Direction: Rename "Target" to "Object" in every one of the items below, and write all the lines out again with nothing else changed.

Collected data
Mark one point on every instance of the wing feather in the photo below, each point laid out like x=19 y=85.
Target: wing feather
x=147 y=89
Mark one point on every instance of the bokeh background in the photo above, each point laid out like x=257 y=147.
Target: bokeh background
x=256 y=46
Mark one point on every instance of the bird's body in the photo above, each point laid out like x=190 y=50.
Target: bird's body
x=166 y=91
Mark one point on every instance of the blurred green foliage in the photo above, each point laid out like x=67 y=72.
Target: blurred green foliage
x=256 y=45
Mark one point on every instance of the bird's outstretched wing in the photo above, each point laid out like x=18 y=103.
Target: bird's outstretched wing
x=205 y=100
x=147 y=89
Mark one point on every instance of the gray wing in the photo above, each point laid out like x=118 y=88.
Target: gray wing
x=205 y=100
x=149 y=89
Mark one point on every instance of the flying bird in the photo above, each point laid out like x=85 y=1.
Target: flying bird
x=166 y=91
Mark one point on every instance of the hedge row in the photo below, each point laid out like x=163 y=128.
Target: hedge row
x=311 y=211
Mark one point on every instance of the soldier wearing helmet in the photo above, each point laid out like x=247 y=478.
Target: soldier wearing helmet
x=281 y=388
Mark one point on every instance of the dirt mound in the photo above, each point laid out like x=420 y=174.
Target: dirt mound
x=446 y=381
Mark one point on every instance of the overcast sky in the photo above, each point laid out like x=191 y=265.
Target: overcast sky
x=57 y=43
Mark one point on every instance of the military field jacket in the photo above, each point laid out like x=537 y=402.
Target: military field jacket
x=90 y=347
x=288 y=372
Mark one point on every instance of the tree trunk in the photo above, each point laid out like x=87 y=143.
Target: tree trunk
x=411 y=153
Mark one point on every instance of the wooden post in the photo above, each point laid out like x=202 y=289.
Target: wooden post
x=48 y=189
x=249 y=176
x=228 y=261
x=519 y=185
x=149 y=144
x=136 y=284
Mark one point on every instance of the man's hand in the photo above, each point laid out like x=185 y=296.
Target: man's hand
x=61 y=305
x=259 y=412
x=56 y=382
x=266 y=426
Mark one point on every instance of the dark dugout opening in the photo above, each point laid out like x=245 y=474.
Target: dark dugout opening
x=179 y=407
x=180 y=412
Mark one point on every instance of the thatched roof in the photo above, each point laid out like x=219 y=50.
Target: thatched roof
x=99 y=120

Answer in full:
Mark one point on every instance of the wing feather in the photo below, each point laid out like x=19 y=85.
Object: wing feather
x=147 y=89
Mark one point on every instance of the bokeh background in the photo above, each point laid out like x=257 y=147.
Object: bokeh background
x=256 y=46
Mark one point on every instance of the bird's body in the photo above, each point laid out like x=190 y=50.
Object: bird's body
x=166 y=91
Mark one point on every instance of the blurred green foliage in the photo above, each point laid out like x=67 y=72.
Object: blurred green foliage
x=256 y=45
Mark one point on every instance of the bird's outstretched wing in the photo above, each point laid out like x=18 y=103.
Object: bird's outstretched wing
x=205 y=100
x=147 y=89
Mark one point on every instance of the gray wing in the photo above, each point laid out like x=118 y=88.
Object: gray wing
x=205 y=100
x=149 y=89
Mark one point on every instance of the flying bird in the photo above, each point laid out like x=85 y=1.
Object: flying bird
x=166 y=91
Mark one point on every instance of the hedge row in the photo below, each point laid out like x=163 y=128.
Object: hedge row
x=311 y=211
Mark one point on every instance of the soldier wearing helmet in the photo above, each point laid out like x=247 y=478.
Object: soldier wearing helmet
x=281 y=388
Mark one point on every instance of the dirt mound in the photo above, each point laid out like x=420 y=174.
Object: dirt mound
x=446 y=381
Mark one point on every instance of the overcast sky in the photo above, each point laid out like x=191 y=265.
Object: overcast sky
x=57 y=43
Mark one point on every instance of the military field jacket in the photo above, each point laid out like x=537 y=402.
Object: military field jacket
x=90 y=347
x=288 y=372
Mark one point on every instance of the tree trunk in the photo above, each point laid out like x=87 y=143.
Object: tree trunk
x=411 y=153
Mark one point on every instance of the wooden post in the photo above, each point laid out like x=202 y=289.
Object: wooden post
x=48 y=189
x=249 y=176
x=228 y=261
x=519 y=185
x=149 y=144
x=136 y=284
Mark one point on every instance of the man's hand in the photo above, each point laid out like x=185 y=296.
Object: man's hand
x=61 y=305
x=259 y=412
x=56 y=382
x=266 y=426
Mark one point on every instance of the dark dugout opening in the photo above, each point laid out like x=245 y=474.
Object: dark dugout opening
x=179 y=407
x=180 y=412
Mark one point on every instance of the thatched roof in the photo above, each point laid out like x=219 y=50.
Object: thatched roof
x=99 y=120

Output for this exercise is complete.